_TASK:_ Would you please retype the records that follow, word for word?

Records contained in a dataset

━━━━━━

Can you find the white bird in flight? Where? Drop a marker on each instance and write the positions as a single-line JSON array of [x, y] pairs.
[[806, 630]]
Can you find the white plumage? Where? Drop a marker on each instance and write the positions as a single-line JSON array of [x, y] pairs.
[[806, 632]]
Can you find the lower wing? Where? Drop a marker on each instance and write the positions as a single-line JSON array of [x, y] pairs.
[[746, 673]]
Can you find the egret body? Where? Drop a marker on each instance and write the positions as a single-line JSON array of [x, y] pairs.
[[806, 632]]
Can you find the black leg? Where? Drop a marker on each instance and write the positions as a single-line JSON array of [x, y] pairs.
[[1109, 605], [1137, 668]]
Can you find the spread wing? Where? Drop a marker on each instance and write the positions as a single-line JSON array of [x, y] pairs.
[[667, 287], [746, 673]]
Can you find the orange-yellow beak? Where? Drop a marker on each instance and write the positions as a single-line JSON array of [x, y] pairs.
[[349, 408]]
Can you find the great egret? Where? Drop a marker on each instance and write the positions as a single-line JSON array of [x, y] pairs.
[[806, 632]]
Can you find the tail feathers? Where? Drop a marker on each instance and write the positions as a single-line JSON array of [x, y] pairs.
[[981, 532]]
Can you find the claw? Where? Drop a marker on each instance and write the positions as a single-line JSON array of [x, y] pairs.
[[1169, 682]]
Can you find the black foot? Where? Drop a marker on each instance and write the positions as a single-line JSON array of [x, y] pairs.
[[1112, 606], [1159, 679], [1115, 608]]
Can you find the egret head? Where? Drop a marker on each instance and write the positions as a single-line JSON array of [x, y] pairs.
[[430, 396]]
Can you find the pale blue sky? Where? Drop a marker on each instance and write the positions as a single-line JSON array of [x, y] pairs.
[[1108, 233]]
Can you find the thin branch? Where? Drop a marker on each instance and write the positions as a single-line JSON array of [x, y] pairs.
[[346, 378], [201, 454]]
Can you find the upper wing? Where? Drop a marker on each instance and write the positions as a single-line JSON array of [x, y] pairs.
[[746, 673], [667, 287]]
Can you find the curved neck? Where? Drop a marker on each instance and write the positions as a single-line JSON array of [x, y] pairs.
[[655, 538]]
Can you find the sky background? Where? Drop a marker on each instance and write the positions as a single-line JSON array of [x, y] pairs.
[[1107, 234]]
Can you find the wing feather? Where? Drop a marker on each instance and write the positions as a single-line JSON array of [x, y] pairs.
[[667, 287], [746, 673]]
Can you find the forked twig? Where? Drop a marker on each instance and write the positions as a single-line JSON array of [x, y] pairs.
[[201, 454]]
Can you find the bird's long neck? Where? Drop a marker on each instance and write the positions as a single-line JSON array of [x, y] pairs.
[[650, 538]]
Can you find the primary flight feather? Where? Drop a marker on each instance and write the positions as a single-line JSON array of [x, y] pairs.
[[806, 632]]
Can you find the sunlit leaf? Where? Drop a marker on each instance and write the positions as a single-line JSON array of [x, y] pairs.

━━━━━━

_ANSWER TO THE PROBLEM:_
Can you find the white bird in flight? Where? Drop a marker on each instance and write the positions as a single-line JSON array of [x, y] pairs.
[[806, 630]]
Can you find the white plumage? Where? Drop a marker on each instance and write the positions as a single-line JSON array of [x, y] pairs.
[[806, 632]]
Can you find the lower wing? Where? Drop a marker on each instance and write the positions as a single-line JSON array of [x, y] pairs.
[[746, 673]]
Can you find the egret body? Where? Drop a marker on each instance and write the positions as a single-line JSON array of [x, y] pairs.
[[806, 632]]
Can you find the black leg? Where? Drop a marker on each instance and write the positions as a single-line JSON array of [x, y] pairs.
[[1109, 605], [1137, 668]]
Can you find the spread wing? Where? Drop a marker on each instance and write the positions as a single-line JSON array of [x, y] pairs.
[[667, 287], [746, 673]]
Can you find the orange-yellow beak? Where? Drop a marker on each instance and write the positions as a single-line JSON array of [x, y] pairs.
[[349, 408]]
Can you find the great egret? Where? Drop a marker on each instance and write the positions as a single-line JSON array of [x, y] pairs.
[[806, 632]]
Can you find the tail feathers? Where? Drop a marker on each instance and write the positions as a single-line JSON array of [x, y] pairs.
[[981, 532]]
Can you find the claw? Where? Drop a marker on each instance and write the positions as a single-line JSON array of [x, y] pairs.
[[1169, 682]]
Can you find the black foot? Where? Drop a marker on each instance and write the positions as a single-line JSON array of [x, y] pairs.
[[1112, 606], [1159, 679], [1115, 608]]
Can you find the egret head? Where? Drop a marker on each instance and write the positions as a single-line JSON array of [x, y] pairs.
[[430, 396]]
Can you find the pale blue sky? Where? Drop a marker on each instance and write the positions as a single-line JSON array of [x, y] pairs.
[[1108, 233]]
Can you find the thin branch? Where? Drop a marker on each instance and write the positions as a single-line JSON array of [x, y] pairs.
[[346, 378], [201, 454]]
Can you find the upper wing? Where? Drop a marker on each instance and write the positions as a single-line JSON array of [x, y] pairs.
[[746, 673], [667, 287]]
Can you find the curved neck? Where? Drop a marker on each instance and write the positions as a single-line JSON array of [x, y] pairs.
[[655, 538]]
Can you find the sky background? Where? Drop a marker on each instance and write the positions as a single-line JSON array of [x, y] pairs.
[[1107, 234]]
Can you find the wing feather? Where? Drop a marker on each instance and write the positions as a single-line JSON array of [x, y] pairs.
[[667, 287], [746, 673]]
Can you find the forked twig? Where? Drop a marker on each instance and write the positions as a single-line JSON array of [x, y] pairs.
[[201, 454]]
Can you find the bird's long neck? Where? Drop a marker on each instance and write the positions as a single-line JSON array of [x, y] pairs.
[[650, 538]]
Can you find the primary flight feather? Where? Drop a marker on each instance and write the positions as a single-line JSON array of [x, y] pairs.
[[806, 632]]
Can you find the sunlit leaf? Where? Drop a marker on each instance and write the positions as a single-line JSON array of [x, y] pairs.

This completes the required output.